ASSIGNED TASK: List every length of time in the cat story below that is stated with a specific number.

TEXT SEGMENT Start Marker

Saturday, 22 June 2019

My cat came home with a new friend.

Harley returned home last night after a couple of days away doing tomcat stuff.
 I was alerted to his arrival by the scream of my wife. Bounding downstairs with a much zeal as a man who'd just spent 16 hours at work could muster, it was to see my daughter's cat sitting patiently at the patio door waiting to come in.

    At the same moment my beloved hurtled past admonishing me to slaughter the wretched cat with a carving knife. I think the epithet was wretched, but might just have begun with the letter "F" - I wasn't really taking much notice because of my astonishment.

    Harley isn't the biggest cat in the world, but clasped between his jaws was the biggest rat I've ever seen. The ex rodent I wasn't wriggling so I assumed it must have met its end courtesy of my daughter's moggy.

    'Sorry, pal. You're on your own," I advised him having been the recipient of several similar threats by She-who-must-not-be annoyed.

    Clearly realising that he was not going to be admitted. Harley dropped the animal and began to eat it.

    Five minutes later my wife called down demanding to know if it was gone. By  "it" I assumed her to mean both of them.

    "Nearly," I answered, intrigued as to how such a small cat could consume so much meat, and everything else as well. Maybe his stomach is a feline TARDIS. A muffled retching sound was my only answer.

   Ten minutes later the rat was gone, completely gone, and Harley mewed politely to come in.

    Just how he managed such a feat will always be a mystery but Harls is a real cool cat, and my favorite of the two my daughter brought unannounced to the house one day, and left behind when she relocated with her partner. The other has just set the new Olympic record for sleeping - it's about two weeks now I think. The closest she''s ever come to a rat is running away from one.

TEXT SEGMENT End Marker
EXTRACTED INFORMATION Start Marker

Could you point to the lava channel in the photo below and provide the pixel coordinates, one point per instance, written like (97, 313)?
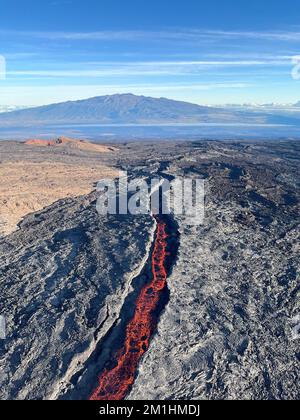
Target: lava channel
(115, 383)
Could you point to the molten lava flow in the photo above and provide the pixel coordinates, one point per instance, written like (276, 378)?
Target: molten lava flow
(115, 384)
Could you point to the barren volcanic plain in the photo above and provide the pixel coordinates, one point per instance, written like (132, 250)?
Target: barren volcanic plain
(226, 320)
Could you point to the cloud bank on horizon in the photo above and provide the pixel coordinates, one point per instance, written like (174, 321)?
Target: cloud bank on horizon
(221, 52)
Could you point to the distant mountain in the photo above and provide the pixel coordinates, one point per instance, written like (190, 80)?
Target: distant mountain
(131, 109)
(10, 108)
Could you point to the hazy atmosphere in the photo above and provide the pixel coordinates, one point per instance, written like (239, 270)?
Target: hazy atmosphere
(219, 52)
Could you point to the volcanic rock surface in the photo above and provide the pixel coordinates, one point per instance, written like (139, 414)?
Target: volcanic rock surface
(230, 327)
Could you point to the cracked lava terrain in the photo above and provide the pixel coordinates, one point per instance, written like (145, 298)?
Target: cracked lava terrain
(115, 384)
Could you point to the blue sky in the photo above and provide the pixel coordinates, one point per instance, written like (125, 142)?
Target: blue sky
(212, 52)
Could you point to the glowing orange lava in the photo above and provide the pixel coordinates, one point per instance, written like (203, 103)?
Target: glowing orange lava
(115, 384)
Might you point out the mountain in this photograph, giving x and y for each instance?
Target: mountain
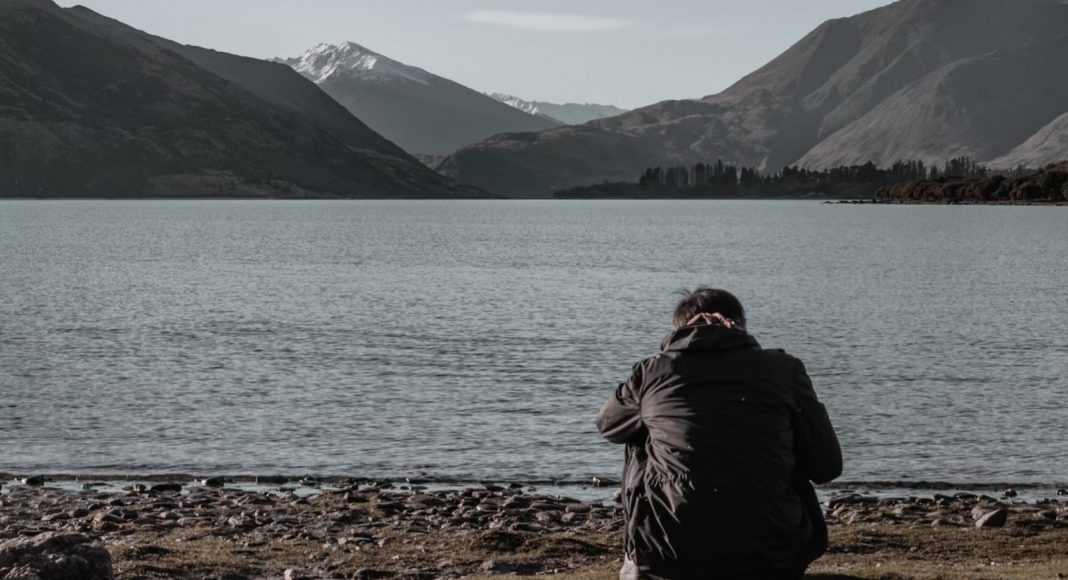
(1049, 145)
(421, 112)
(90, 107)
(569, 113)
(926, 79)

EXTRACTED INFORMATION End Marker

RESULT:
16 hours
Five minutes
Ten minutes
about two weeks